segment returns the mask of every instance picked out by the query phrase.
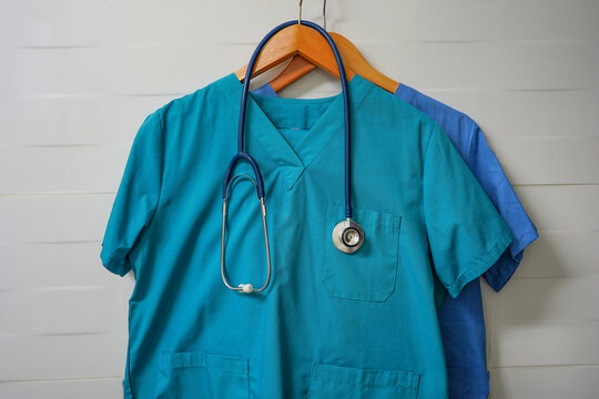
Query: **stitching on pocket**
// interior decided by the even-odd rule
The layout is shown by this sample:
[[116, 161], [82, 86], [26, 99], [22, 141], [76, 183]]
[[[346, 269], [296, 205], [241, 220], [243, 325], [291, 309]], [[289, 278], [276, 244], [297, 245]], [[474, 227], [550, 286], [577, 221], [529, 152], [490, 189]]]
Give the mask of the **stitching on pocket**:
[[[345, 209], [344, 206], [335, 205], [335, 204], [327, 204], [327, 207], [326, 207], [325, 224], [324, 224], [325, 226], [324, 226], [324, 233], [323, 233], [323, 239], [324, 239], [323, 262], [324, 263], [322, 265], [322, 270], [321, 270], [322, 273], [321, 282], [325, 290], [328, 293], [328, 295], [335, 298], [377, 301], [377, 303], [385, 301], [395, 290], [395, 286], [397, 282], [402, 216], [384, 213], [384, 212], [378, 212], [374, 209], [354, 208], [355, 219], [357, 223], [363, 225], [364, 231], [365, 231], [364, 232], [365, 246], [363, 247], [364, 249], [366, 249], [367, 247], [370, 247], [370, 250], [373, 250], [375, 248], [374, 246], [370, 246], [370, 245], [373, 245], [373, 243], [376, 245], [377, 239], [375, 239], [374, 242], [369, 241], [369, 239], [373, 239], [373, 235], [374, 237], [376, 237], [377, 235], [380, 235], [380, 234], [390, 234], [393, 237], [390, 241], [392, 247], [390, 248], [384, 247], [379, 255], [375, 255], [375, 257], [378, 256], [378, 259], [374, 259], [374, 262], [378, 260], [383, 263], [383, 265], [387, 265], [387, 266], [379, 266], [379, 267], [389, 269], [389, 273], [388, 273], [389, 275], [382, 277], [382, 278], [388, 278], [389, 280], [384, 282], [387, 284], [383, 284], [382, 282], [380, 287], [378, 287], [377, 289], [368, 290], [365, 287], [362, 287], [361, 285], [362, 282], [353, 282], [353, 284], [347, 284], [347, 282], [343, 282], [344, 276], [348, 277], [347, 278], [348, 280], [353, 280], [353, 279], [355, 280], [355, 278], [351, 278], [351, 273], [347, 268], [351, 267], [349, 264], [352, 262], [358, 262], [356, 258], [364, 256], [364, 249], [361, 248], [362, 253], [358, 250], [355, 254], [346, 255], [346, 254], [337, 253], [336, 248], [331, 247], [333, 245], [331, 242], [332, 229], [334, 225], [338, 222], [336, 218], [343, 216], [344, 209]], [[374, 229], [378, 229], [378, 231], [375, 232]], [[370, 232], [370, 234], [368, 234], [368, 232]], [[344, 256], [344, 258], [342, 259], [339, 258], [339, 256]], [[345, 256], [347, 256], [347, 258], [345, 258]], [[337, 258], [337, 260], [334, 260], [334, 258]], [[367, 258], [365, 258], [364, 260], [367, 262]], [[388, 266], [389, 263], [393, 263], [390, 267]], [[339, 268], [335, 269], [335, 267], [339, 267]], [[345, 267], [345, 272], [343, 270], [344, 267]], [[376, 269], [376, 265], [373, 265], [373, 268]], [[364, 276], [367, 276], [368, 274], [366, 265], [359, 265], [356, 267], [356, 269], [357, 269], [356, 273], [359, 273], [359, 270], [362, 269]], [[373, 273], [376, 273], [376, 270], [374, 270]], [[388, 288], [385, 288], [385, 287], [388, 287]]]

::::::::

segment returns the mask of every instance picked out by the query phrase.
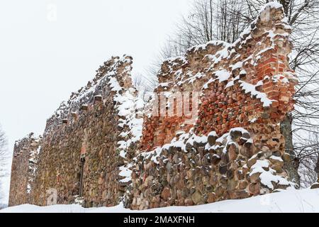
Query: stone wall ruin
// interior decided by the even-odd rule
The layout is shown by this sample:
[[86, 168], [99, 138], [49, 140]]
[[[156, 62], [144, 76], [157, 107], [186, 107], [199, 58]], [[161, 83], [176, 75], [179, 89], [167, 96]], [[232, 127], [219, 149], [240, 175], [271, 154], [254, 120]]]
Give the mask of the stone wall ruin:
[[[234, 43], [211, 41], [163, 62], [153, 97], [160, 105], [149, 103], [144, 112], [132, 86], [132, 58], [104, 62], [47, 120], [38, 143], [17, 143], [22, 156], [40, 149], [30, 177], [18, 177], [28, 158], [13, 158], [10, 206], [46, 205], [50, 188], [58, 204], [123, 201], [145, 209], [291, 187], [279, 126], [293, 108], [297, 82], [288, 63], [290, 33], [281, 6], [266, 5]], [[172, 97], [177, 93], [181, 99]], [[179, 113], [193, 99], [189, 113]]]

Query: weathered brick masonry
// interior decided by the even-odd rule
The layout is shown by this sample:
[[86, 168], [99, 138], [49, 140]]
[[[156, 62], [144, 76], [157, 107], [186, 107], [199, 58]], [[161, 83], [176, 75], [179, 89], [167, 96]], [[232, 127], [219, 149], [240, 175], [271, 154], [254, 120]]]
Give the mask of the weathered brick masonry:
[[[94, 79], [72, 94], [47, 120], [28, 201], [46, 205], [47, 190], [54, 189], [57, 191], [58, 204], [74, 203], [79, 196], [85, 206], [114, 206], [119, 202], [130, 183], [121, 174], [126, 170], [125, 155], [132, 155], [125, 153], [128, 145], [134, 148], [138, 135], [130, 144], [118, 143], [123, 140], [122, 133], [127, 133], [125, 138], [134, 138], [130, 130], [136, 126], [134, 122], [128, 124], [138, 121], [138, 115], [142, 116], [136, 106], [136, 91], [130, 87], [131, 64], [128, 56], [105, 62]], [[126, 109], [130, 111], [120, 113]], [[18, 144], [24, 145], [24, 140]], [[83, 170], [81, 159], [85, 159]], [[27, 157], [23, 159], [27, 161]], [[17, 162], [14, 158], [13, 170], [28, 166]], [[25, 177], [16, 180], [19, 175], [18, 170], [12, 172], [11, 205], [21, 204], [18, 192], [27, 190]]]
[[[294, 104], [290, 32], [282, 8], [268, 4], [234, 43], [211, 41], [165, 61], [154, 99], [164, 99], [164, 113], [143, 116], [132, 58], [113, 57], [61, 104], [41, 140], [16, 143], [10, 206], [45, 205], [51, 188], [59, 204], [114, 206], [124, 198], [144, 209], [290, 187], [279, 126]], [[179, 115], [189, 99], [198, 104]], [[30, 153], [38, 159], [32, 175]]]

::::::::

Recast the lines of the entries as a Markdown table, beginning with the line containing "Query: weathered brick masonry" and continuing through the line containing "159], [32, 175]]]". Use the columns Row and Line, number each row in order, and leave out any blank lines.

#### Written reply:
| Row | Line |
|---|---|
| 1 | Query: weathered brick masonry |
| 2 | // interior decided by the even-odd rule |
| 3 | The layout is shown by this sample: |
| 4 | [[86, 168], [99, 138], [49, 140]] |
| 5 | [[[156, 62], [144, 76], [157, 107], [186, 107], [199, 58]], [[161, 83], [176, 75], [179, 89], [167, 96]], [[232, 127], [219, 149], [240, 175], [271, 154], [254, 120]]] |
| 6 | Give the mask of the weathered brick masonry: |
| 7 | [[[94, 79], [72, 94], [47, 120], [28, 201], [46, 205], [47, 190], [54, 189], [57, 191], [58, 204], [74, 203], [79, 196], [85, 206], [114, 206], [119, 202], [130, 183], [121, 174], [126, 170], [125, 155], [132, 155], [125, 153], [128, 145], [134, 148], [138, 135], [130, 144], [118, 143], [123, 140], [122, 133], [127, 133], [125, 138], [134, 138], [130, 130], [136, 126], [134, 122], [128, 124], [138, 121], [138, 115], [142, 116], [136, 106], [136, 91], [130, 87], [131, 64], [128, 56], [105, 62]], [[126, 109], [130, 111], [120, 113]], [[18, 144], [24, 145], [24, 140]], [[83, 170], [81, 159], [85, 159]], [[27, 157], [23, 159], [27, 161]], [[17, 162], [14, 158], [13, 170], [28, 166]], [[25, 177], [16, 180], [19, 175], [18, 170], [12, 172], [11, 205], [21, 204], [18, 192], [27, 190]]] |
| 8 | [[[294, 104], [290, 32], [282, 8], [268, 4], [234, 43], [211, 41], [165, 61], [154, 99], [164, 99], [164, 113], [143, 116], [132, 58], [113, 57], [61, 104], [41, 140], [16, 143], [10, 206], [45, 205], [51, 188], [59, 204], [114, 206], [124, 198], [144, 209], [290, 187], [279, 126]], [[179, 115], [189, 99], [198, 104]], [[30, 153], [38, 159], [32, 175]]] |